[What you have to do]
Rewrite the rows from the start through the line containing "202, 107, 222, 133", replacing "wooden beam" with "timber beam" and leaving everything else unchanged.
[Start]
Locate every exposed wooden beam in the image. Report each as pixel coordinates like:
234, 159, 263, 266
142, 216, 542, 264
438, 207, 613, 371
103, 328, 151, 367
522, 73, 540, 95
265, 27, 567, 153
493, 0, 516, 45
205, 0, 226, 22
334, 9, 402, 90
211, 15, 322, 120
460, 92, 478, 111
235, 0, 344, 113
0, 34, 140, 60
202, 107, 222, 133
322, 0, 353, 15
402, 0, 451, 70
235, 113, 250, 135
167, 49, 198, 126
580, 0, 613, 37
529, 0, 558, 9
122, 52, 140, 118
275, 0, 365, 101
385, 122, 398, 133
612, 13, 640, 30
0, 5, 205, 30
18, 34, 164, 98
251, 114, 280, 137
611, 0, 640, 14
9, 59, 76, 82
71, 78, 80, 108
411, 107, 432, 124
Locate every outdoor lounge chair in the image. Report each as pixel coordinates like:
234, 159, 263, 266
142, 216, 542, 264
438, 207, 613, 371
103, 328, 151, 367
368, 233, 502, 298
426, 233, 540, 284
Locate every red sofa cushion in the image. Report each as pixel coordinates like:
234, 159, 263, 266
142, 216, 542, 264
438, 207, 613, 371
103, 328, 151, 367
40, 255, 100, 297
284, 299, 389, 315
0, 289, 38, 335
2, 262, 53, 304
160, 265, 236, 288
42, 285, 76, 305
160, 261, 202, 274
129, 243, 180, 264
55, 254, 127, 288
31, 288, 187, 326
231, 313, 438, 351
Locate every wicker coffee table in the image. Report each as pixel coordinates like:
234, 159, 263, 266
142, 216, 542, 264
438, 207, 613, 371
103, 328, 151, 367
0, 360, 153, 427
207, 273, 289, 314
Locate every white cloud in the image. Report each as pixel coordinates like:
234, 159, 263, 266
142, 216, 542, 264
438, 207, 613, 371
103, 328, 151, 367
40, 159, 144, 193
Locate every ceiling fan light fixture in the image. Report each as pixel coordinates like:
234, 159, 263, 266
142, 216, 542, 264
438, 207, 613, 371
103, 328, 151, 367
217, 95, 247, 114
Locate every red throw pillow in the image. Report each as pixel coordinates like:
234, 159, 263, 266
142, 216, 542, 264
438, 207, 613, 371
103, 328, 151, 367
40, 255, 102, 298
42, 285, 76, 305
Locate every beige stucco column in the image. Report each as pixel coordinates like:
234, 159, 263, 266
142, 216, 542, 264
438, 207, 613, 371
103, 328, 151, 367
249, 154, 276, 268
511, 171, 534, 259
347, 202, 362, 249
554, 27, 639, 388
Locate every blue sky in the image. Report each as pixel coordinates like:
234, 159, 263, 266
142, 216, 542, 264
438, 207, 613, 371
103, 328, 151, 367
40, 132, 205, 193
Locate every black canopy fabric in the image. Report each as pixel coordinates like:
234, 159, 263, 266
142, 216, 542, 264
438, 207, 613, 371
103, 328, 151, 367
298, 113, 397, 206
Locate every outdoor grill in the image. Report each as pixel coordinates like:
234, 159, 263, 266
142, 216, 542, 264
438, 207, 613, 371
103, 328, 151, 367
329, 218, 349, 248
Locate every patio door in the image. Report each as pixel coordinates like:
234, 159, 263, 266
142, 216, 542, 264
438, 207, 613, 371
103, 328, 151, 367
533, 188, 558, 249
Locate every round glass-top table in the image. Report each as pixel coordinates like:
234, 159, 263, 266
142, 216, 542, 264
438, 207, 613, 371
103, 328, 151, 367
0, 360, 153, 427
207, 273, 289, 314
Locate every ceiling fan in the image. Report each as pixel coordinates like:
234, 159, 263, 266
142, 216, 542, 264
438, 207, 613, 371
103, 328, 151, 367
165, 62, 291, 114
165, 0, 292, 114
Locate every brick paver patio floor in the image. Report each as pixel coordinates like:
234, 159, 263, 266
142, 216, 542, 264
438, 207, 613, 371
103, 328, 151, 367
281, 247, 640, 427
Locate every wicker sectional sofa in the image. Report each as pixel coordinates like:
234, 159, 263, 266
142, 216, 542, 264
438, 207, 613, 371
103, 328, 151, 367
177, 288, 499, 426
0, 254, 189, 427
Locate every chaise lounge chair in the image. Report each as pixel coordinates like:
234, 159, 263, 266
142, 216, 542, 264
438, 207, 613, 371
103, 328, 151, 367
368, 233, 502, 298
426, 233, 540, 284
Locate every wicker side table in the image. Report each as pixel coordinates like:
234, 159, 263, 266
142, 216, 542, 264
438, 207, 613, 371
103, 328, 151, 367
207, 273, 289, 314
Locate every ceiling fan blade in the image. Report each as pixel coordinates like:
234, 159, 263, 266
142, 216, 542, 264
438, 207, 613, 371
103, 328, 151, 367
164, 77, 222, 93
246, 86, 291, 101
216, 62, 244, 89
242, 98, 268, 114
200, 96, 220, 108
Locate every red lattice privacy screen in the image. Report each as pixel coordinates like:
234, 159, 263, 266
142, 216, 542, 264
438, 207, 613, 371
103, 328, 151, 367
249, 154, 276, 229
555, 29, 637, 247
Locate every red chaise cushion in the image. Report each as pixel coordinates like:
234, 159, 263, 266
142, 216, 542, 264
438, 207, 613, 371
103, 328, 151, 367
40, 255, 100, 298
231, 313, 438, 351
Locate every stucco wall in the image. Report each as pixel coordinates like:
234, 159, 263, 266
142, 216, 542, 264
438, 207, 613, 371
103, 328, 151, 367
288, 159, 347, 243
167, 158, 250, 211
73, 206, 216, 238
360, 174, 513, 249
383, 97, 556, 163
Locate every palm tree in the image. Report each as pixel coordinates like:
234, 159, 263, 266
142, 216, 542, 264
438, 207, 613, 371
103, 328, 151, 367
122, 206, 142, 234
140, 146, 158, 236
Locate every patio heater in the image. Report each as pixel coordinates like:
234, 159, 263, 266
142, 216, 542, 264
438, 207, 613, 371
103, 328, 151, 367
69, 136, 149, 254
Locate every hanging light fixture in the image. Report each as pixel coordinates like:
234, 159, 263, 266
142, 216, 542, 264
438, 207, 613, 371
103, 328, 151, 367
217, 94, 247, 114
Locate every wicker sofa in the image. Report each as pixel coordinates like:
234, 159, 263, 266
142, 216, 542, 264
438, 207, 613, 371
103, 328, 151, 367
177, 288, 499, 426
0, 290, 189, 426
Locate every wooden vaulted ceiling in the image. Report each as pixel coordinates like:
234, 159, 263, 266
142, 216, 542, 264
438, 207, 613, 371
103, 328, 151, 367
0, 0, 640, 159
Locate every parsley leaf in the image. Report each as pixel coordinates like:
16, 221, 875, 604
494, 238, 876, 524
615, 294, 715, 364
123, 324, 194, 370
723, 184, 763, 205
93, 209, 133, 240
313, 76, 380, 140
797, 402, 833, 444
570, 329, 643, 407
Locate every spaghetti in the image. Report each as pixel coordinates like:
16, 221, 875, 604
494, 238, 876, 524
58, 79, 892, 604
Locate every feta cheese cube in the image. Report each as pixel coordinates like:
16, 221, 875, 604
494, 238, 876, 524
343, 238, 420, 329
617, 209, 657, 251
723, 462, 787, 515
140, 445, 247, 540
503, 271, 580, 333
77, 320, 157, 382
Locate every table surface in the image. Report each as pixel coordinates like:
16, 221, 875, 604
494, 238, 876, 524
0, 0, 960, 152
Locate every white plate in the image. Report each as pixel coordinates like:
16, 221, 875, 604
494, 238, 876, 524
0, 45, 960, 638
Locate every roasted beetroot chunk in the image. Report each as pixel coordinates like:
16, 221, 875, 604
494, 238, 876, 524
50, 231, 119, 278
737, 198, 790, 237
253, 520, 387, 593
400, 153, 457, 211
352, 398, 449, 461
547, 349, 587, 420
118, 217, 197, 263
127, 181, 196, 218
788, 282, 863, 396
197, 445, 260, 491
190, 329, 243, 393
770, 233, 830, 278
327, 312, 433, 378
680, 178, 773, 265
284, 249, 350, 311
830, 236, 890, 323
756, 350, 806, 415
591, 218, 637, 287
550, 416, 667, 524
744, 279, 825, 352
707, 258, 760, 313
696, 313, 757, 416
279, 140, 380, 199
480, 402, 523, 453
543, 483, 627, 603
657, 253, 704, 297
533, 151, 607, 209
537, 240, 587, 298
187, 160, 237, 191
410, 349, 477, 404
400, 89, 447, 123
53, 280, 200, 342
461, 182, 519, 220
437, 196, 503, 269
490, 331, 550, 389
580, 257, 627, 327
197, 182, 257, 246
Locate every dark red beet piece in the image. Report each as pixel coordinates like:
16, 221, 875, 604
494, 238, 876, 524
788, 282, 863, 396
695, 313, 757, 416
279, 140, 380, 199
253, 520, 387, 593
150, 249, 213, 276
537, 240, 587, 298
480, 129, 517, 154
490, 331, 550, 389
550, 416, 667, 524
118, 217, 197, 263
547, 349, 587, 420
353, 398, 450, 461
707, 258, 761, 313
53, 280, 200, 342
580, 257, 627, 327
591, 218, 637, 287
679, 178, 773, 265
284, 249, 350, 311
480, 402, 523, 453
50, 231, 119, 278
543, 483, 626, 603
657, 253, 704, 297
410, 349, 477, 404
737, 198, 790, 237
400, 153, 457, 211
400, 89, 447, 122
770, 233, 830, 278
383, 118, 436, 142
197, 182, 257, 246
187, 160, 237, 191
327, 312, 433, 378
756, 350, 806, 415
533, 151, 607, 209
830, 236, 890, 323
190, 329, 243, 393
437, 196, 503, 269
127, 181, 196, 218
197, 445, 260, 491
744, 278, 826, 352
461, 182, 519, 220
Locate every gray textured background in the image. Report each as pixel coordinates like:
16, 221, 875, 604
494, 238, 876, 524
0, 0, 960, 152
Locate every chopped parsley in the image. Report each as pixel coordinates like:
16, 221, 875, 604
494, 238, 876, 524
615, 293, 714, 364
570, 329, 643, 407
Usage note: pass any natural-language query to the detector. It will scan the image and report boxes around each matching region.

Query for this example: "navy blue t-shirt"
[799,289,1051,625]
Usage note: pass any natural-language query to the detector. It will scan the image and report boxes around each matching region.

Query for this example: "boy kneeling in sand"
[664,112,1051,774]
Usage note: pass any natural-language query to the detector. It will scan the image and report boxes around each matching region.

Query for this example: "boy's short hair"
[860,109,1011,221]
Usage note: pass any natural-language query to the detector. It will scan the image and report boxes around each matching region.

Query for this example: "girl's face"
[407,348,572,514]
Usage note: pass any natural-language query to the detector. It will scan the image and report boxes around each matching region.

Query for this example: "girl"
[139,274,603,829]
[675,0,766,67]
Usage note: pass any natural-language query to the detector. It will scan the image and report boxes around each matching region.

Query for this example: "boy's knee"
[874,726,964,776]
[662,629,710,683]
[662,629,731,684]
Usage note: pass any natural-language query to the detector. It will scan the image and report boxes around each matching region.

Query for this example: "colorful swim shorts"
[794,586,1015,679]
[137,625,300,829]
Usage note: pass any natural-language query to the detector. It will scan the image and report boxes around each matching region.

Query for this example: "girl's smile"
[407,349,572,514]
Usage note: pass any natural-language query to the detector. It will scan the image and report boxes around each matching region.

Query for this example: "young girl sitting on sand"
[End]
[Response to the exercise]
Locate every exposed timber beam in the image. Report each as pixel coordinates like:
234, 159, 263, 266
142, 216, 542, 264
438, 207, 613, 371
103, 328, 151, 367
522, 73, 540, 95
265, 27, 567, 153
493, 0, 516, 45
205, 0, 226, 22
334, 9, 402, 90
211, 15, 322, 120
460, 92, 478, 111
235, 0, 344, 113
0, 34, 140, 60
202, 107, 222, 133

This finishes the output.